+++ Текст для чтения +++

Кошмар наших всевозможных занятий заключен в них самих: у них тоже есть срок годности, по истечении которого они надоедают. И здесь либо дальнейшее бегство с горьким внутренним чувством, что и у этого рывка наступит разрядка, либо радикальная переориентировка целеполаганий, на чем и настаивает Паскаль («надежное средство»): здесь мы и подходим к центральной моральной проблеме скуки и лени.
Экзистенциальная скука – бездонна, а потому на пределе ее переживания человек разрывается между двумя крайними точками: одна из них дает надежду на прорыв к смыслообразующему пути, а другая раскрывает перед индивидом провал в окончательное разочарование, за которым всякая ценность девальвируется и открывается безрадостная перспектива суицида, вялого, поглощенного ленью угасания или изощренного и безжалостного садизма – такова здесь изнанка требования об экстраординарном усилии, – о чем напоминает И. Кант: «Скука как отсутствие ощущений, которое человек, привыкший к их смене, замечает в себе, стремясь чем-нибудь занять свой жизненный импульс, часто оказывает такое действие, что он чувствует себя побужденным лучше сделать что-нибудь себе во вред, чем ничего не делать» [Кант 1980: 475]. Рассмотрим подробнее оба этих сценария.

+++

:: Задание ::
Перепишите полностью и без изменений фрагмент о скуке и лени.

+++ Исходные записи +++

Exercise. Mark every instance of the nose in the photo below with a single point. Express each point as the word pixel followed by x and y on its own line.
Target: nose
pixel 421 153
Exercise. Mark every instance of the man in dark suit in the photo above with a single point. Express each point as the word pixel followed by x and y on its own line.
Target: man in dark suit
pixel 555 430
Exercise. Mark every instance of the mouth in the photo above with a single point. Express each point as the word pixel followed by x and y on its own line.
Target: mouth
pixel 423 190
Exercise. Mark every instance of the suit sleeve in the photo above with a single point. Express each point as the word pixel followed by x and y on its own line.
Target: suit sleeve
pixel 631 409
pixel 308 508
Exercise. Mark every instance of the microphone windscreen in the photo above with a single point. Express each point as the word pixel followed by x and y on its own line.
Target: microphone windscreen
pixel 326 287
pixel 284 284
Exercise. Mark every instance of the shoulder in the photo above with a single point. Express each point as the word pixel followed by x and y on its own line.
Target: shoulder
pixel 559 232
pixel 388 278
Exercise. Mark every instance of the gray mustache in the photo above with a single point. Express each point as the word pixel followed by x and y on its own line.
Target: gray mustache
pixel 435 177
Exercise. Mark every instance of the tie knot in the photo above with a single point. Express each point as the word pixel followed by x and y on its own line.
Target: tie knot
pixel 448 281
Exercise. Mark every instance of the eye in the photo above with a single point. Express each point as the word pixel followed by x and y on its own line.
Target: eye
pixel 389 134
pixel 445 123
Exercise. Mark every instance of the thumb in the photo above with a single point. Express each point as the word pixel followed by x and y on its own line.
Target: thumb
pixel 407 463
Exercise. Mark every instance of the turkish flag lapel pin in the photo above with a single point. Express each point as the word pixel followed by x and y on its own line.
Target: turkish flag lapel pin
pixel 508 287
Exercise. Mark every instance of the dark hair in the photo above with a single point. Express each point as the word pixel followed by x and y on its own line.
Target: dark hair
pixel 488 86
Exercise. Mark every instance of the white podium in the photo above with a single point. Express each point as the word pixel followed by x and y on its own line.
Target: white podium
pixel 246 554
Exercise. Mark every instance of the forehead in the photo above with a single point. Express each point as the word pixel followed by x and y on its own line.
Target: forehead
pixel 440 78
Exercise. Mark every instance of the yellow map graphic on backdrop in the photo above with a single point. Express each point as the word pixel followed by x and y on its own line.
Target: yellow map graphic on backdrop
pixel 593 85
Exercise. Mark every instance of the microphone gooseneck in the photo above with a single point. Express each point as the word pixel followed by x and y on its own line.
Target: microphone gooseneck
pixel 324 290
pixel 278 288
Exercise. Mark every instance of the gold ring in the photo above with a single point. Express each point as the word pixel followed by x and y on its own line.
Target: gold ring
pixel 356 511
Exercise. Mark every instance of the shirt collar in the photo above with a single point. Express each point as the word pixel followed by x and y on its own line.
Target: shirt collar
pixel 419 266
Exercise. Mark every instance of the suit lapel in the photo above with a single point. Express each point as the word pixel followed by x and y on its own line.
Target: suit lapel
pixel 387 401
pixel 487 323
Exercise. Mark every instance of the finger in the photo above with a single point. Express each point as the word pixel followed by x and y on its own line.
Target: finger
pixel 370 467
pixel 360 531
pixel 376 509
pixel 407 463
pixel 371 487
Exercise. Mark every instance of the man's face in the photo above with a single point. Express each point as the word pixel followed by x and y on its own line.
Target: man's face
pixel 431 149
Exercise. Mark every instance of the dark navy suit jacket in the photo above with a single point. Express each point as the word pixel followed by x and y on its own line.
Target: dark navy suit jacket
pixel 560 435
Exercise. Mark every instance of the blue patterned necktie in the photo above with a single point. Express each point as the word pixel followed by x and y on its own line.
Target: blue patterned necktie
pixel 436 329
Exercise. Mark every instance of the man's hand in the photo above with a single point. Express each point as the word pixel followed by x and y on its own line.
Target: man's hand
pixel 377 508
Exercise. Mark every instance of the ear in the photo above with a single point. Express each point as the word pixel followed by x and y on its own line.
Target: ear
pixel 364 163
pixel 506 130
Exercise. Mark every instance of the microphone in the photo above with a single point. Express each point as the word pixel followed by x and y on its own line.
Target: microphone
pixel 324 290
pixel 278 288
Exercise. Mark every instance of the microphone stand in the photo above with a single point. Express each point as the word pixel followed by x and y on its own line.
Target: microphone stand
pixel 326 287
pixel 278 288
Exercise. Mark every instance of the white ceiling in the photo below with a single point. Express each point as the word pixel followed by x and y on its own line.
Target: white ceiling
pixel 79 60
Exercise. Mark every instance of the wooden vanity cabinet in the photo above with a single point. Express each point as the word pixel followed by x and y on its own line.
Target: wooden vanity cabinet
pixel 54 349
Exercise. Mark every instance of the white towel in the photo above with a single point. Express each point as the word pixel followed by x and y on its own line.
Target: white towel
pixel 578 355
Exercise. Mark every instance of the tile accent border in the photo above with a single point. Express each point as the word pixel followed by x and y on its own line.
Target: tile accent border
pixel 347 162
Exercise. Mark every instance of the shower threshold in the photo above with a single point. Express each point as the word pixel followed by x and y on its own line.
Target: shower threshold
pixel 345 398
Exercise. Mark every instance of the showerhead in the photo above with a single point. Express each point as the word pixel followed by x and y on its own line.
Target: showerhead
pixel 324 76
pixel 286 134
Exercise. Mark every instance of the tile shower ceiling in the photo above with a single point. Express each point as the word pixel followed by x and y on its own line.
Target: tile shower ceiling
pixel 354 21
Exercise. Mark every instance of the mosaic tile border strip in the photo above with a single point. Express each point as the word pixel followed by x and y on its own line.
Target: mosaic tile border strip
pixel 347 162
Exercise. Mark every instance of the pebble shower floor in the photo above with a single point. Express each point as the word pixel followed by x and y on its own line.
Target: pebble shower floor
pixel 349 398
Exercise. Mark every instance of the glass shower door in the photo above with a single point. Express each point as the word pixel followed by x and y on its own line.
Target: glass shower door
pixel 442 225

+++

:: Решение ::
Кошмар наших всевозможных занятий заключен в них самих: у них тоже есть срок годности, по истечении которого они надоедают. И здесь либо дальнейшее бегство с горьким внутренним чувством, что и у этого рывка наступит разрядка, либо радикальная переориентировка целеполаганий, на чем и настаивает Паскаль («надежное средство»): здесь мы и подходим к центральной моральной проблеме скуки и лени.
Экзистенциальная скука – бездонна, а потому на пределе ее переживания человек разрывается между двумя крайними точками: одна из них дает надежду на прорыв к смыслообразующему пути, а другая раскрывает перед индивидом провал в окончательное разочарование, за которым всякая ценность девальвируется и открывается безрадостная перспектива суицида, вялого, поглощенного ленью угасания или изощренного и безжалостного садизма – такова здесь изнанка требования об экстраординарном усилии, – о чем напоминает И. Кант: «Скука как отсутствие ощущений, которое человек, привыкший к их смене, замечает в себе, стремясь чем-нибудь занять свой жизненный импульс, часто оказывает такое действие, что он чувствует себя побужденным лучше сделать что-нибудь себе во вред, чем ничего не делать» [Кант 1980: 475]. Рассмотрим подробнее оба этих сценария.